==== Records for the task ====

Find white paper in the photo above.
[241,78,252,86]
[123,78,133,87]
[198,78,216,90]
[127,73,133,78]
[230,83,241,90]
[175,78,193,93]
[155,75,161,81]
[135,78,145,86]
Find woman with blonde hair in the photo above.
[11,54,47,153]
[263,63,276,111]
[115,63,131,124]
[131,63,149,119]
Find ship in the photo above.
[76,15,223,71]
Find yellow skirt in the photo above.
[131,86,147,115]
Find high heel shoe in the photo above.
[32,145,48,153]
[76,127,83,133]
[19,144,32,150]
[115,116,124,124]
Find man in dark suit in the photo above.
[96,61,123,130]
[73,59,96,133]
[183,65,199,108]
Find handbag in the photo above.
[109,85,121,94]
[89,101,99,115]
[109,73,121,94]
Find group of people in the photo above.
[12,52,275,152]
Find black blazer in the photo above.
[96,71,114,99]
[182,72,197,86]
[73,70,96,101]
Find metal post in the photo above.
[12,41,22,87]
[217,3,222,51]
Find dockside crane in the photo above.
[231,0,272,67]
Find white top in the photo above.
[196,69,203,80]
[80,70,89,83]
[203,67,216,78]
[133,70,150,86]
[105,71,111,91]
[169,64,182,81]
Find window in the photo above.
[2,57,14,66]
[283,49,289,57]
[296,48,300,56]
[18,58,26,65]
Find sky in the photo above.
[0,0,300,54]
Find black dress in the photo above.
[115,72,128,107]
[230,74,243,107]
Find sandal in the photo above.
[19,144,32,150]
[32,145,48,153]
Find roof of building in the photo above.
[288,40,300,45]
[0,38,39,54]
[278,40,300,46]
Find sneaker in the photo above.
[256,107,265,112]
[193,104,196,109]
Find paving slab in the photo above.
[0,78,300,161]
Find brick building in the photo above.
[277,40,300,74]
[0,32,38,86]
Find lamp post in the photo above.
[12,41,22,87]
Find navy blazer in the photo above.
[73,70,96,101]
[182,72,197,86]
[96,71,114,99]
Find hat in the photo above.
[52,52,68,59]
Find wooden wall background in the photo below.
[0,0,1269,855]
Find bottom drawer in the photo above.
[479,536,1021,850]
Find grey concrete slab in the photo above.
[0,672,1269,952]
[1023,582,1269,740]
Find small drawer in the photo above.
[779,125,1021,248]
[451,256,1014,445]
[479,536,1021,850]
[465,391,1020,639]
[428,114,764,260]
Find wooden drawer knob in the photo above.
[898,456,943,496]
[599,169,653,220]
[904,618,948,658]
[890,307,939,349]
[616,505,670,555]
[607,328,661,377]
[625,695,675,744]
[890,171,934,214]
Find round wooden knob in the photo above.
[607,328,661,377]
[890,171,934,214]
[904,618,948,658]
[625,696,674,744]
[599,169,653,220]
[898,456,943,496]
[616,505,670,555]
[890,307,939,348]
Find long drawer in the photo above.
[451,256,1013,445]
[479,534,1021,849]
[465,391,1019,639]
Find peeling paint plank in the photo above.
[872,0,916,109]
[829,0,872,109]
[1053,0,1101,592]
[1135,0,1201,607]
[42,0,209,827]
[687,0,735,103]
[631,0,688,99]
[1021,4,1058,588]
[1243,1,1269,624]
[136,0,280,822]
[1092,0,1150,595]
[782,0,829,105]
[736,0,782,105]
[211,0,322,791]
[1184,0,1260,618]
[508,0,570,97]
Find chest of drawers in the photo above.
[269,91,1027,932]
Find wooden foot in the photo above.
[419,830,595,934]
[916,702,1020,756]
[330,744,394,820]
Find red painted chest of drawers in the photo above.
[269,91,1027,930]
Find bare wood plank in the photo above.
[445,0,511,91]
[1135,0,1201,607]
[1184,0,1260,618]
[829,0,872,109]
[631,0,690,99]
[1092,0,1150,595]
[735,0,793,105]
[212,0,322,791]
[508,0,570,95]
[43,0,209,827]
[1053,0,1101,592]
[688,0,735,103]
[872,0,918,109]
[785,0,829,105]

====

### Aim:
Put the entries into a numbered list, starting at the first line and ending at the line that contains "[0,0,300,54]", including that line. Leave out any blank lines.

### Correct result:
1. Find white paper in the photo above.
2. [241,78,252,86]
3. [123,78,133,87]
4. [198,78,216,90]
5. [127,73,133,78]
6. [230,83,241,90]
7. [175,78,193,93]
8. [155,75,161,81]
9. [135,78,145,86]
10. Find woman with blonde hair in the photo above.
11. [11,54,47,153]
12. [263,63,276,111]
13. [115,63,131,124]
14. [131,63,149,119]
15. Find ship in the photo above.
16. [76,15,223,71]
17. Find yellow skirt in the photo above.
18. [131,86,147,115]
19. Find high heel shoe in the photo above.
20. [32,145,48,153]
21. [76,127,83,133]
22. [19,144,32,150]
23. [115,116,124,124]
24. Find man in dark suit in the photo above.
25. [96,61,123,130]
26. [73,59,96,133]
27. [183,65,199,108]
28. Find handbag in the photo above.
29. [109,85,121,94]
30. [89,101,99,115]
31. [109,73,121,94]
32. Find group of people in the photo above.
33. [12,52,275,152]
34. Find black blazer in the photo above.
35. [96,71,114,99]
36. [182,72,197,86]
37. [73,70,96,101]
38. Find metal post in the photo above.
39. [12,41,22,87]
40. [217,3,222,51]
41. Find dockside crane in the photo above.
42. [231,0,272,67]
43. Find white top in the photo above.
44. [196,69,203,80]
45. [80,70,89,83]
46. [203,67,216,78]
47. [133,70,150,86]
48. [105,71,111,91]
49. [169,64,182,81]
50. Find window in the photo above.
51. [2,57,14,66]
52. [283,49,289,57]
53. [296,48,300,56]
54. [18,58,26,65]
55. Find sky in the photo above.
56. [0,0,300,54]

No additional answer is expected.